* About this exercise:
Scan the entries below, and for each line that includes the word "bush", make a copy.

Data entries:
>>>>>

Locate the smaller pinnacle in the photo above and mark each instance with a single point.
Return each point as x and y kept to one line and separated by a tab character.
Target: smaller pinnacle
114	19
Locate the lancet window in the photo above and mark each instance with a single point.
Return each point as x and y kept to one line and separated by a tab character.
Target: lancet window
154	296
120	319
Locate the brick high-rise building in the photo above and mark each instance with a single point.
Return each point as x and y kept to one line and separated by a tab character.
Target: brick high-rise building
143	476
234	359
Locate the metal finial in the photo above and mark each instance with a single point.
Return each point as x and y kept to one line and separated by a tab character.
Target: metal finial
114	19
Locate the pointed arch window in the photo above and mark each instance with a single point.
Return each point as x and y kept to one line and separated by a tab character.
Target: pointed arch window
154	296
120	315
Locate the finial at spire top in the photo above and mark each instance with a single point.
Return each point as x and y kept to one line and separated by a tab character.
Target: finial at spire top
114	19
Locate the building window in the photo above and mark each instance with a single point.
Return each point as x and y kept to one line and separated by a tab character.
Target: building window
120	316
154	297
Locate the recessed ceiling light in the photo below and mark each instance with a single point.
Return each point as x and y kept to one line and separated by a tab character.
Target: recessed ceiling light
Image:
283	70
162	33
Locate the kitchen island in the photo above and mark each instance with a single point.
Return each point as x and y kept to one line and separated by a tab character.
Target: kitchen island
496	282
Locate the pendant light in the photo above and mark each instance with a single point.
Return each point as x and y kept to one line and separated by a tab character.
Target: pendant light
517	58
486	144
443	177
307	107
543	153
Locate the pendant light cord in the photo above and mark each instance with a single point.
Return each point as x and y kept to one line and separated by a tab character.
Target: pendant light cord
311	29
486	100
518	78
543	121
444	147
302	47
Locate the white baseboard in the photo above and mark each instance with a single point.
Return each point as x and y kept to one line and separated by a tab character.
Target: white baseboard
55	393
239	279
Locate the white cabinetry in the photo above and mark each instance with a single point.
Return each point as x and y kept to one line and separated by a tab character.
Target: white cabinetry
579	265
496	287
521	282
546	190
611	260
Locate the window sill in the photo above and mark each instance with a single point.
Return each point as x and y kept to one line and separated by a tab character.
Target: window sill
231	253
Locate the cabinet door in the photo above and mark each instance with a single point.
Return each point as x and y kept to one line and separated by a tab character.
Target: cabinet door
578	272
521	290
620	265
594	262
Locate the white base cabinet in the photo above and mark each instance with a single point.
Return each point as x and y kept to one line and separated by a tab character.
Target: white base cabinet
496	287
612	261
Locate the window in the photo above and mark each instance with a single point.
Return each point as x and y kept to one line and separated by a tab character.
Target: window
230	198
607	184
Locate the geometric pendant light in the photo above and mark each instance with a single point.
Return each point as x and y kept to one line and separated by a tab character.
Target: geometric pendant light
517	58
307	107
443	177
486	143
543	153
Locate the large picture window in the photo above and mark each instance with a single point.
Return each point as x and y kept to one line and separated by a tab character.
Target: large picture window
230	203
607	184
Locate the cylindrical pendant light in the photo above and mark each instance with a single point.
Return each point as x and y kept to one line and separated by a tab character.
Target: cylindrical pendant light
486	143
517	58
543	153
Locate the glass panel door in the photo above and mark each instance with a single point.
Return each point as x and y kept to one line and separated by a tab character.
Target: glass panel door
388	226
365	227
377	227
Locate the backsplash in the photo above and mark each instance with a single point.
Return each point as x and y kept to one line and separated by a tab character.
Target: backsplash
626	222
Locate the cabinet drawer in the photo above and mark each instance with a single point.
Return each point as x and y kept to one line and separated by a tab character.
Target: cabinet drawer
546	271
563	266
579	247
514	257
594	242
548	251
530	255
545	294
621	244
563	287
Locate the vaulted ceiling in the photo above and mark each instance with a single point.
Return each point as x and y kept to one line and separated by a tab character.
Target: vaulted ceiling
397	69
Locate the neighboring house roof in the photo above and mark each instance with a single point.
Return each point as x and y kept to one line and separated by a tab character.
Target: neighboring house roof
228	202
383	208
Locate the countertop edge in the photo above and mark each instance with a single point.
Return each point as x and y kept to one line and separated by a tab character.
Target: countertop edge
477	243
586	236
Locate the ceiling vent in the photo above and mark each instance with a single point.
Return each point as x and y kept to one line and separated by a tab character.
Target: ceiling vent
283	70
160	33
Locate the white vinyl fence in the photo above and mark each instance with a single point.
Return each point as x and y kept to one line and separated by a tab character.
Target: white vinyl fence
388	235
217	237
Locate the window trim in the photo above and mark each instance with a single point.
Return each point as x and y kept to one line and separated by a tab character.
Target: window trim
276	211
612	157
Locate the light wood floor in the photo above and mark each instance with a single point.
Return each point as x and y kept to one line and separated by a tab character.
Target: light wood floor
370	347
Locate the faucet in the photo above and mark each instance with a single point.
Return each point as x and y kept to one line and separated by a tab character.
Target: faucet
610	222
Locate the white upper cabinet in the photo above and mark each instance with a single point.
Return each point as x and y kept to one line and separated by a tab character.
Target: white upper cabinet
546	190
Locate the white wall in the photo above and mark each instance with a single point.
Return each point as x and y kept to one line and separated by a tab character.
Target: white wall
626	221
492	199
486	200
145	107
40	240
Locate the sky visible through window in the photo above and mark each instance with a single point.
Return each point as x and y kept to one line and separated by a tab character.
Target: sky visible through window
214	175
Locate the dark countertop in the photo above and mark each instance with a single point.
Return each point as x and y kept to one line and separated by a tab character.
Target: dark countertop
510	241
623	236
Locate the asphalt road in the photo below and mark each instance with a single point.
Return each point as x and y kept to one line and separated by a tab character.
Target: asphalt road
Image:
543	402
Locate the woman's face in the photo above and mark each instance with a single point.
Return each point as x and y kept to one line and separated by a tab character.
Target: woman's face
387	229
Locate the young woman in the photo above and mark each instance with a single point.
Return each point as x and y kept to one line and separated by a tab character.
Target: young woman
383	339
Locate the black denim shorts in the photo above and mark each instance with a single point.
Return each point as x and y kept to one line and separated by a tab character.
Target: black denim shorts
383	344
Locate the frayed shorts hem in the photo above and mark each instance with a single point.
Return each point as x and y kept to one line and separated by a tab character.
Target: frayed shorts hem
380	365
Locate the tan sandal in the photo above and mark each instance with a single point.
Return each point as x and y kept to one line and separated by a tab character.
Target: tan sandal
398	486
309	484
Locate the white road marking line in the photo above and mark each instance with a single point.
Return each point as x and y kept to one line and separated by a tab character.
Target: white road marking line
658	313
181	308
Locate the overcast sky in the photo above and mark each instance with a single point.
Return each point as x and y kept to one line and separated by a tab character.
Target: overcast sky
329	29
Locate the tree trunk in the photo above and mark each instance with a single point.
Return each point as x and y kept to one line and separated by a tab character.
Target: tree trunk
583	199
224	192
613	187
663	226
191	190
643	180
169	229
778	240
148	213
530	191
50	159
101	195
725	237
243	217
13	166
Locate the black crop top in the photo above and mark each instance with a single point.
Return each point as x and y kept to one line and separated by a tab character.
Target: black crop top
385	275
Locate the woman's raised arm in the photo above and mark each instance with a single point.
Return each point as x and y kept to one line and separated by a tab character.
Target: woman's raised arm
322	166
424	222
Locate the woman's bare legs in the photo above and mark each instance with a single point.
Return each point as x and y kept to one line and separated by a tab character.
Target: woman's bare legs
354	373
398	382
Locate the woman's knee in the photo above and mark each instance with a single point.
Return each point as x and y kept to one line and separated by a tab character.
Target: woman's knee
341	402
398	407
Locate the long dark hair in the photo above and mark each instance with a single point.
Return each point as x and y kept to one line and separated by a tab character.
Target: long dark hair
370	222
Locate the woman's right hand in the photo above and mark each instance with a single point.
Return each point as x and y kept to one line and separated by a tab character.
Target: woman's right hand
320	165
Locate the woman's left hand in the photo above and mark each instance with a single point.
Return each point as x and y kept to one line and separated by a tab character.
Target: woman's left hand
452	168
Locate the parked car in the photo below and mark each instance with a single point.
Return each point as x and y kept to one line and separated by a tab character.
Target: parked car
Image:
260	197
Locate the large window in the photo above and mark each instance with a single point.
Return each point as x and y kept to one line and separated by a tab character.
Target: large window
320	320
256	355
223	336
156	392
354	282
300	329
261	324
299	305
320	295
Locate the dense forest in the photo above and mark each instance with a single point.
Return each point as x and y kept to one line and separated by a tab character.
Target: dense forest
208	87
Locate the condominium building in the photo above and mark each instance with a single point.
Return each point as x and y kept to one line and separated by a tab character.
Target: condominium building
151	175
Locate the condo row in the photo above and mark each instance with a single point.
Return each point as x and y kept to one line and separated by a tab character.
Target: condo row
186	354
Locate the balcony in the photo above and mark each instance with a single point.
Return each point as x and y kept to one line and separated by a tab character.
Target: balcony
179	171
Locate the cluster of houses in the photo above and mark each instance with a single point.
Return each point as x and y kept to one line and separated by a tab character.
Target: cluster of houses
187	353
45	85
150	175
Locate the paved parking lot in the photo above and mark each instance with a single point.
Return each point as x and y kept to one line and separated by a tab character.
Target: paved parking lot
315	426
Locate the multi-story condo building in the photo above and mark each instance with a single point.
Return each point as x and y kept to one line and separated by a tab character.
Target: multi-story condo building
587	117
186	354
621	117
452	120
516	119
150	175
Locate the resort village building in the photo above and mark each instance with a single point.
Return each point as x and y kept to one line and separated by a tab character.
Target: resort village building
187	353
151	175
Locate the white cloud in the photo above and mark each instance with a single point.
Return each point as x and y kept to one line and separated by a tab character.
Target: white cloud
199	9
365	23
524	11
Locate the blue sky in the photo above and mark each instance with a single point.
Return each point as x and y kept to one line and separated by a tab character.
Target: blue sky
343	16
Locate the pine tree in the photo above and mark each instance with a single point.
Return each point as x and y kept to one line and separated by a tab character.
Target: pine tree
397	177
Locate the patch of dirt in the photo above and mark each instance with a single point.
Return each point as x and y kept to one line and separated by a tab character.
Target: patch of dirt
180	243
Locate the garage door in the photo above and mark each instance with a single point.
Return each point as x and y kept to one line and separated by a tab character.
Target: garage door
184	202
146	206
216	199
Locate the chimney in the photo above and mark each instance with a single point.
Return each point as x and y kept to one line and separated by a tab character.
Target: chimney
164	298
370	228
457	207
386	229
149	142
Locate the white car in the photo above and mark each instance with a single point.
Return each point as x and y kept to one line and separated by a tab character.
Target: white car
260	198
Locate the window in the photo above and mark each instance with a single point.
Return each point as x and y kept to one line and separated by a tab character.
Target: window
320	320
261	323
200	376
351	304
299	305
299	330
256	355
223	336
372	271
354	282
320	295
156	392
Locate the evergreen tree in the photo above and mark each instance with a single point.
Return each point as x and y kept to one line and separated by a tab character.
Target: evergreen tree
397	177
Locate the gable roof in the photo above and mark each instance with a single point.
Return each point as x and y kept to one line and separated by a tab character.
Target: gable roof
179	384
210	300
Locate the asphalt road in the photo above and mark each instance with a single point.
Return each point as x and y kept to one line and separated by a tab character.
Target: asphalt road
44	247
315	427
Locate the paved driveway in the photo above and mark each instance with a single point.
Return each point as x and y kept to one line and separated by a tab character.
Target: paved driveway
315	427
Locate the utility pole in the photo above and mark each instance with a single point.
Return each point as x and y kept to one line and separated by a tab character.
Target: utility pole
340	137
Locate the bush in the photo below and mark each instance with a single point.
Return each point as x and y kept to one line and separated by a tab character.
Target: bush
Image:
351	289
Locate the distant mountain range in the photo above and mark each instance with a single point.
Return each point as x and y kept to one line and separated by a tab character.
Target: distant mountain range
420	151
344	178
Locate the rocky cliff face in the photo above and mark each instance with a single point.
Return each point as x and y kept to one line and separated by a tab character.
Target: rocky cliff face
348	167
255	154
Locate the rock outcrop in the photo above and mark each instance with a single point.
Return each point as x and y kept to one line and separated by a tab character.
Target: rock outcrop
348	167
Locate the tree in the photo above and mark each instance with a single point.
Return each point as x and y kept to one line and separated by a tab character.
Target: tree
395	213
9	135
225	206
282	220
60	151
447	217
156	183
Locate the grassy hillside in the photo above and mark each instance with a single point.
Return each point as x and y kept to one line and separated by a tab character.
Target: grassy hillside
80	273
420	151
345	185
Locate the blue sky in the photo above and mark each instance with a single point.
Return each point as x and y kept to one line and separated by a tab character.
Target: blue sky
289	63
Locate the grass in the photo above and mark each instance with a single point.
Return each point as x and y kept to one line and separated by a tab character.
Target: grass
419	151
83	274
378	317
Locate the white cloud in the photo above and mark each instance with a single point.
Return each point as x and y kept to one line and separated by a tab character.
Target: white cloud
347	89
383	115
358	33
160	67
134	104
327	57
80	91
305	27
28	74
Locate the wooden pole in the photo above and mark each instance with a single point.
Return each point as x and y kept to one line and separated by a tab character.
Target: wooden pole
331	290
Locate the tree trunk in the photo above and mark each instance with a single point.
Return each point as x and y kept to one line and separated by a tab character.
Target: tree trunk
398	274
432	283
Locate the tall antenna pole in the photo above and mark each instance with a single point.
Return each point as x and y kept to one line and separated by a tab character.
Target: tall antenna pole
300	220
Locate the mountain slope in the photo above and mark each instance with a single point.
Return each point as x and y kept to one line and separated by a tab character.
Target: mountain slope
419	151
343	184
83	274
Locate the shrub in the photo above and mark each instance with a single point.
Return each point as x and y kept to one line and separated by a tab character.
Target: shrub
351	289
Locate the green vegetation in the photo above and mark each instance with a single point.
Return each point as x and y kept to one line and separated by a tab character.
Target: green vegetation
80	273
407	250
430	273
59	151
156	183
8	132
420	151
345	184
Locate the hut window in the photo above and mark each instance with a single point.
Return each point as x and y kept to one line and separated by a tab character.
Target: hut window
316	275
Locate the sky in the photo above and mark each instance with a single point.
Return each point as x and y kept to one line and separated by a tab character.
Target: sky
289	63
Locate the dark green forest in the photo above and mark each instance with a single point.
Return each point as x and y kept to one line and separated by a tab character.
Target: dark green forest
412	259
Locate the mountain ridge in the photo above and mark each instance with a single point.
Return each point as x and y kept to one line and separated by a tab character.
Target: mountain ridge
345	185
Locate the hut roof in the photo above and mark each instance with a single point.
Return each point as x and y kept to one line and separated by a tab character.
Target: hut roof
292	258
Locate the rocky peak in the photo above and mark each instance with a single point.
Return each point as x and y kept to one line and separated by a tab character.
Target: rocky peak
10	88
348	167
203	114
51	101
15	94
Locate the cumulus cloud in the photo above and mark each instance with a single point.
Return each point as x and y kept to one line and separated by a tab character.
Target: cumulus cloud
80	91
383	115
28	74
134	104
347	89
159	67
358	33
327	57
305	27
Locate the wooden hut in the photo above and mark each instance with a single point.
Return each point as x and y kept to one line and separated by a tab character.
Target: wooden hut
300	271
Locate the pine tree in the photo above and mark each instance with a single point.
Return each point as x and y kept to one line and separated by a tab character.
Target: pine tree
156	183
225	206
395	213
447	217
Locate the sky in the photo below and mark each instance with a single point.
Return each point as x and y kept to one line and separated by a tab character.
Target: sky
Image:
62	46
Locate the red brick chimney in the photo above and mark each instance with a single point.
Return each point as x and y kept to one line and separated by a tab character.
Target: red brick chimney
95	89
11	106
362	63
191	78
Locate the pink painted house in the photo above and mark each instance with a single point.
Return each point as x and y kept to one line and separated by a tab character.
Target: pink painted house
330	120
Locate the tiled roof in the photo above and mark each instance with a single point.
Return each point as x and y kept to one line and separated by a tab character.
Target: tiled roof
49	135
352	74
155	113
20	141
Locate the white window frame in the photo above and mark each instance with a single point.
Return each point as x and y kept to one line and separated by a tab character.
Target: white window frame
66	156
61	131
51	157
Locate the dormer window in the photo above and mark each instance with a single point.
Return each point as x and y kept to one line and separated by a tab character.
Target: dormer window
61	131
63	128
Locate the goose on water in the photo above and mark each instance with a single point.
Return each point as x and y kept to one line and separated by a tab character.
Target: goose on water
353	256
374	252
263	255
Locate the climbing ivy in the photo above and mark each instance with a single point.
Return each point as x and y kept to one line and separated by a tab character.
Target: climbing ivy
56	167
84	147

<<<<<

* Solution to this problem:
Locate the bush in the photo below and mark each instance with a single point.
Target: bush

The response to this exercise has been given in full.